(Dataset rows on where objects appear)
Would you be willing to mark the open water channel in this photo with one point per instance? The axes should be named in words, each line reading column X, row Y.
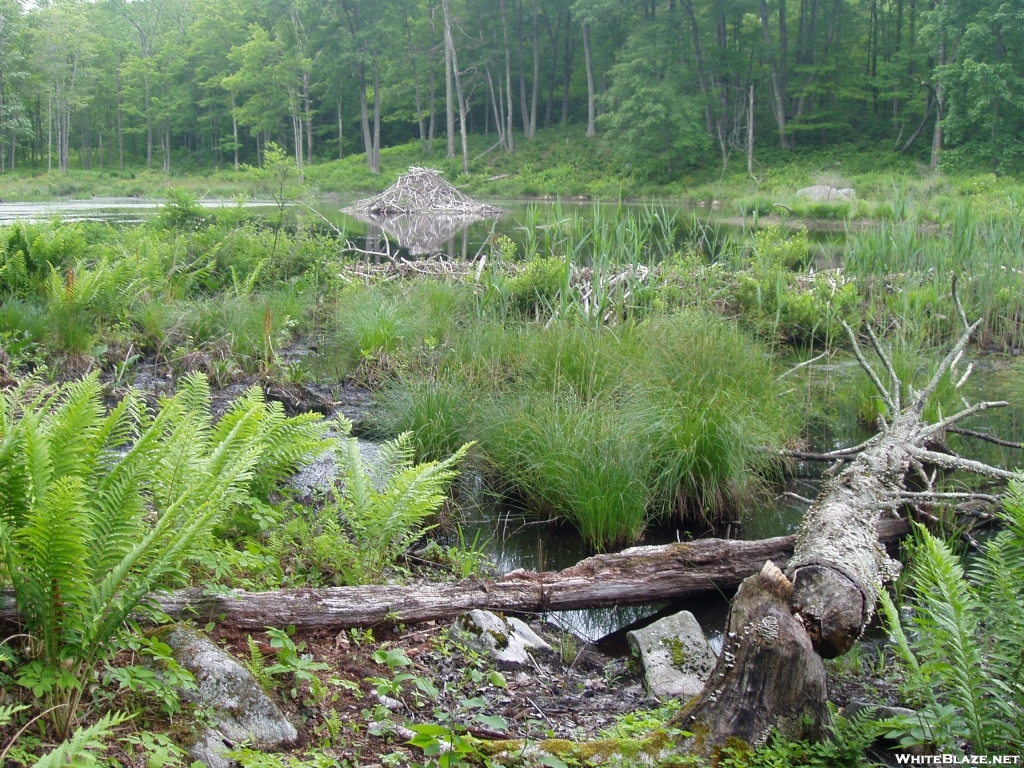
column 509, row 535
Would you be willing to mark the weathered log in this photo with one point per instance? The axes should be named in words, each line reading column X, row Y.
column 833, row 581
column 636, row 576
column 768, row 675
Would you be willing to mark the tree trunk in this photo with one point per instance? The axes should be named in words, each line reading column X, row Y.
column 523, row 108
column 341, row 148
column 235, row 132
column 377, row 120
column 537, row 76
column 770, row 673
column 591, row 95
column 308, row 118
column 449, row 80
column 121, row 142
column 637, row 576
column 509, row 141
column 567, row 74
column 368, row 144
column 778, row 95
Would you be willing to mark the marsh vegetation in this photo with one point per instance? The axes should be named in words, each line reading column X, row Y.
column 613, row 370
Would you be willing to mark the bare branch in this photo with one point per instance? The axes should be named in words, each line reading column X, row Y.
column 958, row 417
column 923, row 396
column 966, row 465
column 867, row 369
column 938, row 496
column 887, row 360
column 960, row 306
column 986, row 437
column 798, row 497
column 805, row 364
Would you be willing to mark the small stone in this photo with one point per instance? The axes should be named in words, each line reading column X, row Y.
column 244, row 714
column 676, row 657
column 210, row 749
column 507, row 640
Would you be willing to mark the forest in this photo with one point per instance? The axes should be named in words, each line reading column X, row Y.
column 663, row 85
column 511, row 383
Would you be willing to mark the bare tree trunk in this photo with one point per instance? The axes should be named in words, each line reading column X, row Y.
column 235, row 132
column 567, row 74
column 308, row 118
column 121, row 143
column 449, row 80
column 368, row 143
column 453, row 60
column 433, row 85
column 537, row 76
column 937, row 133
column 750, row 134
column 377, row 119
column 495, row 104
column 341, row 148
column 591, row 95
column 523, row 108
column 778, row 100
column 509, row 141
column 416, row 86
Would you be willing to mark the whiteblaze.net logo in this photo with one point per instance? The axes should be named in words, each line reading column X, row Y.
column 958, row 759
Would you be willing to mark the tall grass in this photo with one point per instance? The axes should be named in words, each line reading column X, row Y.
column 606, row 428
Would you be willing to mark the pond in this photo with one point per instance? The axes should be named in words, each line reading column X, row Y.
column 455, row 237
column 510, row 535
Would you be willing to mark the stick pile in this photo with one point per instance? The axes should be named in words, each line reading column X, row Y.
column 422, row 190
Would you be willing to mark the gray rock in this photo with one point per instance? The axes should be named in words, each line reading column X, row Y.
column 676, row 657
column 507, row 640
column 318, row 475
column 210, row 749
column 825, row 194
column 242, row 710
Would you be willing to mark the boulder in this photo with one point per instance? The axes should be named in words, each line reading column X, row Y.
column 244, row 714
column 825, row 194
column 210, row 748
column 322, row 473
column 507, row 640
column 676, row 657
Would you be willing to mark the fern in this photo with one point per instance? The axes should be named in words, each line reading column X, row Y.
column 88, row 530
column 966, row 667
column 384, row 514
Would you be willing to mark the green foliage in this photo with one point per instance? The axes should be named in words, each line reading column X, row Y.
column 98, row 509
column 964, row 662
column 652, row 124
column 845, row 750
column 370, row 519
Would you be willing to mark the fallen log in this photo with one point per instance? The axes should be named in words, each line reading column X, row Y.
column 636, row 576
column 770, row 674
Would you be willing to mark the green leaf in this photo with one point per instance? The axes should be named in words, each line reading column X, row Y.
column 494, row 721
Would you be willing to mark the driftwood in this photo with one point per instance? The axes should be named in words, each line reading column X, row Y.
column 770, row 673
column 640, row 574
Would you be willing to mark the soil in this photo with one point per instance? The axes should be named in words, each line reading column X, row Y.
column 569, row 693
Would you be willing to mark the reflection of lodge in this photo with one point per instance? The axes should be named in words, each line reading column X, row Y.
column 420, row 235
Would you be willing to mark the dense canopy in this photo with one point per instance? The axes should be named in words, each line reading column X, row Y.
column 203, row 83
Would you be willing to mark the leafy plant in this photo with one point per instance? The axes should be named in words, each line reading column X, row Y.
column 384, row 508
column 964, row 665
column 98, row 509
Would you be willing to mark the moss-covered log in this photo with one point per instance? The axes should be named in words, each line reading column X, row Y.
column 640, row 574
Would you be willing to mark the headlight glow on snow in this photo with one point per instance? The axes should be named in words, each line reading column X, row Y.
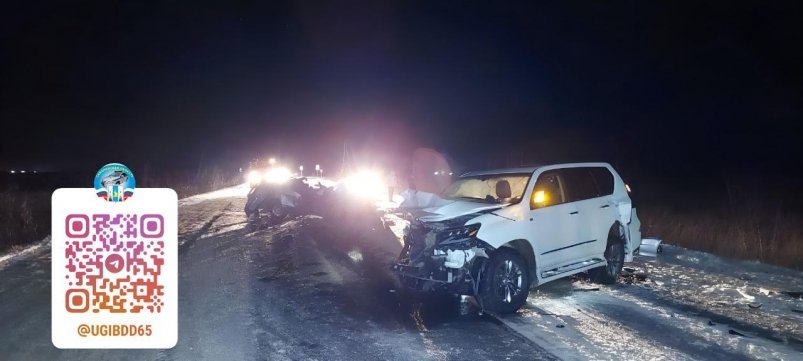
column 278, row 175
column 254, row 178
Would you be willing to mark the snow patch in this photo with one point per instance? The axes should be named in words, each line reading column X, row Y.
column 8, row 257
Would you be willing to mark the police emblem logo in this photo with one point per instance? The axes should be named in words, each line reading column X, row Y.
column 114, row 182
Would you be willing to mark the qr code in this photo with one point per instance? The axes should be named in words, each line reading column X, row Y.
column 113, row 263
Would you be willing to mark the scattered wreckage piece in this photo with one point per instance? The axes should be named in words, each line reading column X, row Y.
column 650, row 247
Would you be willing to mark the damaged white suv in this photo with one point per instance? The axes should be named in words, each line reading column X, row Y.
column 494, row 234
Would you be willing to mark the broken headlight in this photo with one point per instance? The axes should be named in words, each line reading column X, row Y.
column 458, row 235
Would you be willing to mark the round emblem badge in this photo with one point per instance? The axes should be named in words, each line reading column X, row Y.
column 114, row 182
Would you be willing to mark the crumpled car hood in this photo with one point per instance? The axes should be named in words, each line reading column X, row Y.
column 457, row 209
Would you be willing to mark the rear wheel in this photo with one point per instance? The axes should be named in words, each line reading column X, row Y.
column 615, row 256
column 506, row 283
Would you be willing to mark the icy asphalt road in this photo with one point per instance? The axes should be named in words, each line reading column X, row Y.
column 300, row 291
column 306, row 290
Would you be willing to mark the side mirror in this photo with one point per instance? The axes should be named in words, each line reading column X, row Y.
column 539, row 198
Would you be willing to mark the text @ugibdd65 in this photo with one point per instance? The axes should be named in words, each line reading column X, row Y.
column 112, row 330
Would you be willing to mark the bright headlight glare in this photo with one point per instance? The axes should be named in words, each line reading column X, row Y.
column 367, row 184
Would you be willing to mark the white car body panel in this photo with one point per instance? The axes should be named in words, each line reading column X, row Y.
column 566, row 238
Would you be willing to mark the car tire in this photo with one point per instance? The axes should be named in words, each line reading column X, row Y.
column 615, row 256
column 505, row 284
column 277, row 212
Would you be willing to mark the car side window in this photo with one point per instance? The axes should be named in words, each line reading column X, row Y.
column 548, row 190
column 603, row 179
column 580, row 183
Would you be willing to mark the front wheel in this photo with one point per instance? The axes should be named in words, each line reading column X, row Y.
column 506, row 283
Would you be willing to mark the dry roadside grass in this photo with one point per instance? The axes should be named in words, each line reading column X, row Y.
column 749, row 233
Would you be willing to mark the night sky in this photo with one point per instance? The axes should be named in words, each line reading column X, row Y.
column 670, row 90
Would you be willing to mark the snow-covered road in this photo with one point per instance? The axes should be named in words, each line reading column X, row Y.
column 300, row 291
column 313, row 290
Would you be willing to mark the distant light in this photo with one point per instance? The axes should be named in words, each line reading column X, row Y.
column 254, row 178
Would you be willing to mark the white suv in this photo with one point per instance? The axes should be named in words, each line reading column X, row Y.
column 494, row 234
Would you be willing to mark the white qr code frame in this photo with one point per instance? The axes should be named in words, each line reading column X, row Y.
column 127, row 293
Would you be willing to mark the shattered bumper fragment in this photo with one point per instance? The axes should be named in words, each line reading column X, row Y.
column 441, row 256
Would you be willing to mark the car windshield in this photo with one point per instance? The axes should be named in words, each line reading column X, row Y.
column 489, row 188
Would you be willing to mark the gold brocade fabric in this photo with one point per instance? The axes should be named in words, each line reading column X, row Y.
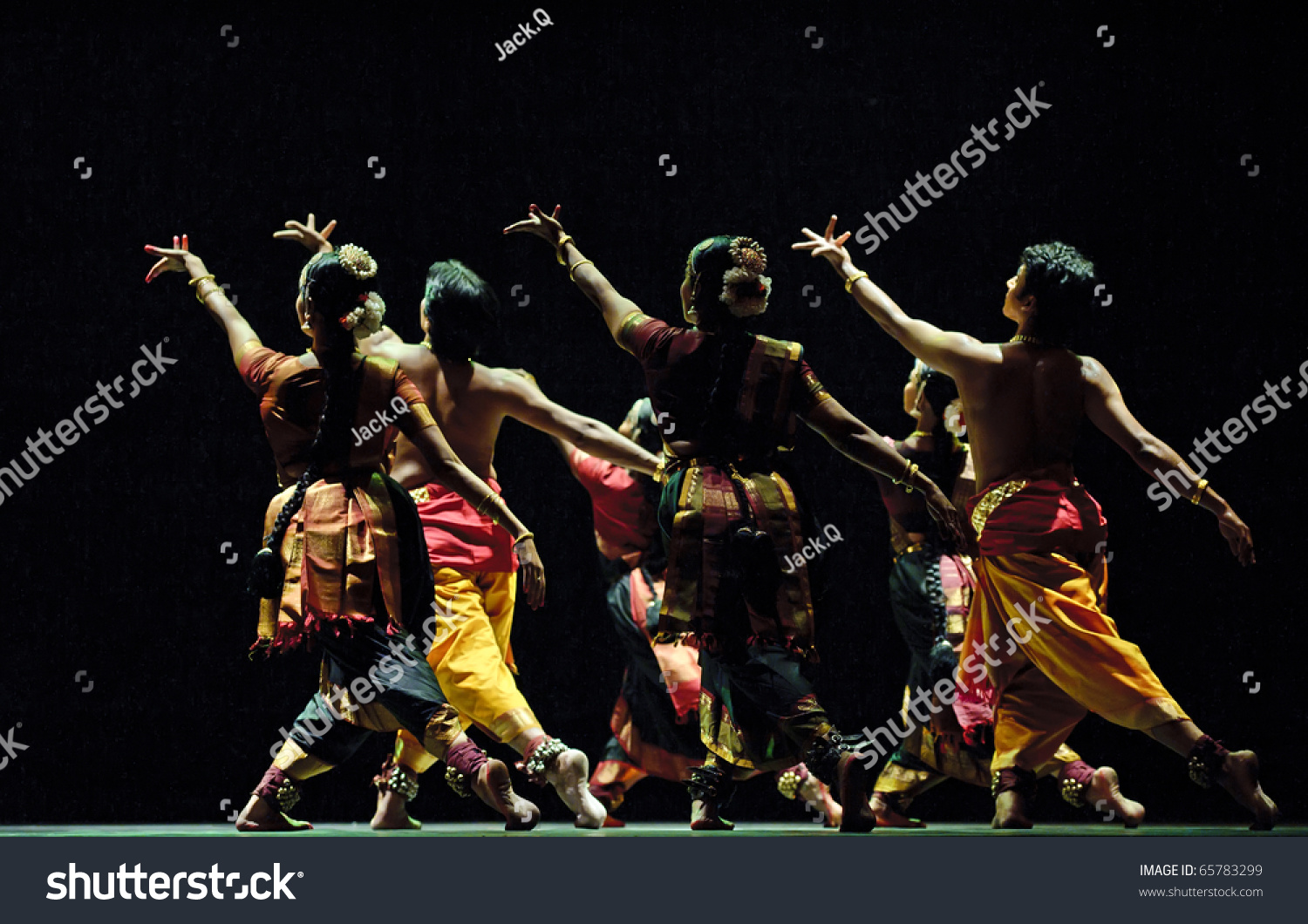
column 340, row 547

## REQUIREMENT:
Please copy every one of the records above back word for word, leaving the pictures out.

## RESULT OF THIS EXERCISE:
Would you be willing to mark the open water channel in this photo with one point per instance? The axes should be named in words, each line reading column X, row Y.
column 509, row 535
Would you be willing to mark the weathered log in this photo with one point per instance? The axes should be named in words, each line reading column X, row Y.
column 833, row 581
column 636, row 576
column 768, row 675
Would you be willing to mark the tree trunk in this photo with one point per instance? The axes should be named in words, each line reading column X, row Y.
column 523, row 108
column 341, row 148
column 235, row 132
column 377, row 120
column 537, row 76
column 770, row 673
column 591, row 95
column 308, row 118
column 449, row 80
column 121, row 142
column 637, row 576
column 509, row 141
column 567, row 74
column 368, row 144
column 778, row 95
Would you be willing to mark the marsh vegetation in this photo with one point per instance? The axes should be named in words, each line reading column X, row Y.
column 613, row 370
Would you be willing to mark the bare branch in this photo with one point per instance? The axes should be named in words, each line reading column X, row Y.
column 958, row 417
column 923, row 396
column 966, row 465
column 867, row 369
column 938, row 496
column 887, row 360
column 960, row 306
column 986, row 437
column 798, row 497
column 805, row 364
Would you be willing to mark the small stone in this photo with one point per instance? The axes should be named in words, each line reading column X, row Y.
column 244, row 714
column 676, row 657
column 210, row 749
column 507, row 640
Would you be willing to mark the forest in this photo with one point per instance? The axes should be named in words, each line reading column X, row Y.
column 663, row 85
column 511, row 383
Would you be willing to mark the bare tree trunk in this photo with one point per instance? The axes should be named in words, each line reading column X, row Y.
column 235, row 132
column 567, row 74
column 308, row 118
column 121, row 143
column 449, row 80
column 368, row 143
column 453, row 60
column 433, row 85
column 537, row 76
column 937, row 133
column 750, row 134
column 377, row 119
column 495, row 104
column 341, row 148
column 591, row 95
column 523, row 108
column 778, row 100
column 509, row 141
column 416, row 86
Would you be willing to mark the whiteblaze.net logo in this photo with one point per instance? The axes should be named in words, each line reading column X, row Y.
column 958, row 759
Would you be willing to mark the tall grass in this photo with one point per instance? The axes should be named in words, each line reading column X, row Y.
column 606, row 428
Would you be willing to mark the pond in this photo with one point per instance? The axes should be named in words, each line reading column X, row Y.
column 455, row 237
column 510, row 535
Would you be willing to mark the stick pile in this photo with one point per instance? The axes should be named in words, each line reading column X, row Y.
column 422, row 190
Would you be willing to mark the gray rock in this photo with one point per instance? The axes should be named in words, each line reading column X, row Y.
column 676, row 657
column 507, row 640
column 318, row 475
column 210, row 749
column 825, row 194
column 242, row 710
Would you be willing to mark the boulder in this photo with one point per instance? The axes should be named in words, each line reading column X, row Y.
column 244, row 714
column 825, row 194
column 210, row 748
column 322, row 473
column 507, row 640
column 676, row 657
Would you be willing to mark the fern in this photo with one point per instance? The axes should be named in words, each line reading column X, row Y.
column 88, row 530
column 966, row 667
column 384, row 514
Would you be willing to mark the green foliage in this photo with one point per instance? The axes should be named in words, each line reading column X, row Y.
column 98, row 509
column 964, row 662
column 652, row 124
column 845, row 750
column 370, row 519
Would you be willing to mark the fallen log in this photo with one point per instance? The axes should be named in words, each line reading column X, row Y.
column 636, row 576
column 770, row 674
Would you be willing to mark the green leaf in this photo with one point per instance? The axes should be named in words, each line reading column X, row Y.
column 494, row 721
Would you be willing to mark the driftwood in this photo with one point per instance? The axes should be named in words, each line reading column X, row Y.
column 770, row 673
column 640, row 574
Would you be willing to mark the soil in this photo with one point per instance? The axes should be named in words, each line reading column X, row Y.
column 569, row 693
Would you be willing to mark the reflection of lodge in this photo with one point per instance? The axes should be named in words, each line reading column X, row Y.
column 420, row 235
Would you be willing to mark the dense canopy in this photo with one point per instance? The axes should be named in words, each line reading column X, row Y.
column 203, row 83
Would you be willing to mark the leafy plant in this photo with one point per instance? The axes should be named in words, each line reading column X, row Y.
column 384, row 508
column 964, row 665
column 98, row 509
Would you be willing to mark the moss-covered log in this photo with one point per instance? The axes should be named in words, each line reading column X, row Y.
column 640, row 574
Would you be willing to mark the headlight glow on snow in this photo with one point per instance? The axes should be named in words, each line reading column X, row Y.
column 278, row 175
column 254, row 178
Would you be willing to mark the snow patch in this photo with one point per instance? The axes should be named in words, each line reading column X, row Y.
column 8, row 257
Would you be willing to mark the police emblem logo in this photo with one point per instance? The axes should be named in words, each line reading column X, row Y.
column 114, row 182
Would you be willing to mark the qr code in this photo with one point per instance? The axes should be named in words, each line reading column X, row Y.
column 113, row 263
Would you be willing to mark the scattered wreckage piece in this photo with one point per instance? The axes should be named in words, each line reading column X, row Y.
column 650, row 247
Would you be willing to mark the damaged white suv in this photo with one point per instance? The axes should be named in words, each line reading column X, row Y.
column 494, row 234
Would you be willing to mark the broken headlight in this photo with one point per instance? The axes should be named in words, each line reading column X, row Y.
column 458, row 235
Would you be willing to mark the round emblem badge in this photo with one point per instance? The axes should be named in words, each line reading column X, row Y.
column 114, row 182
Would you be willing to mark the crumpled car hood in this photo with one point per instance? The axes should be named in words, each line reading column X, row Y.
column 457, row 209
Would you be willing to mark the rear wheel in this photo with one point per instance? The axes should be named in words, each line reading column X, row Y.
column 615, row 256
column 506, row 283
Would you be willing to mark the icy asphalt road in this photo with one point per instance? The axes should be named in words, each line reading column X, row Y.
column 300, row 291
column 306, row 290
Would you be willing to mark the side mirror in this photo with one point per instance? The axes should be named in words, each line reading column X, row Y.
column 539, row 198
Would you be willing to mark the text @ugibdd65 in this photo with one point per instance? The axes should be named in words, each line reading column X, row Y.
column 112, row 330
Would you be willing to mark the bright headlight glare in this photo with one point per instance? The axes should be named in words, each line reading column X, row Y.
column 367, row 184
Would you be willing to mark the white car body panel in this photo with one point per instance? The axes should be named in words, each line reading column X, row Y.
column 566, row 238
Would you be willing to mark the car tire in this photo with one point per instance? The axes should be named in words, each line reading column X, row Y.
column 615, row 256
column 505, row 284
column 277, row 212
Would you be willing to mark the car side window in this photo with one point per instance? The axes should be named in words, each line reading column X, row Y.
column 548, row 190
column 603, row 179
column 580, row 183
Would you be willing to mark the front wheel in this photo with one point per instance? The axes should be named in words, each line reading column X, row Y.
column 506, row 283
Would you be willing to mark the dry roadside grass in this photo with one point per instance? The axes should be named in words, each line reading column X, row Y.
column 749, row 233
Would you be willing to mark the night sky in this photo with one point per instance? The axes should be named in words, each line reading column X, row Y.
column 670, row 90
Would you be willing to mark the snow-covered road in this photo with one point per instance? The axes should be named in words, each line reading column X, row Y.
column 300, row 291
column 313, row 290
Would you be willing to mark the distant light in this photo with one point per instance? The axes should be named in words, each line reading column X, row Y.
column 254, row 178
Would you be willing to mark the white suv in this photo with one point per instance? The axes should be named in words, each line reading column X, row Y.
column 494, row 234
Would you be willing to mark the white qr code frame in this photo with one point per instance? The axes should be named in words, each line reading column X, row Y.
column 127, row 293
Would you be willing to mark the shattered bumper fragment in this photo with one point per instance? The axes should be named in words, each line reading column X, row Y.
column 441, row 256
Would you be willing to mark the car windshield in this photo with one point per instance? The axes should be named in words, each line reading column X, row Y.
column 489, row 188
Would you be willing to mark the gold brocade fabric in this photo with one point per instance? The axes should be named in words, each line reading column X, row Y.
column 340, row 547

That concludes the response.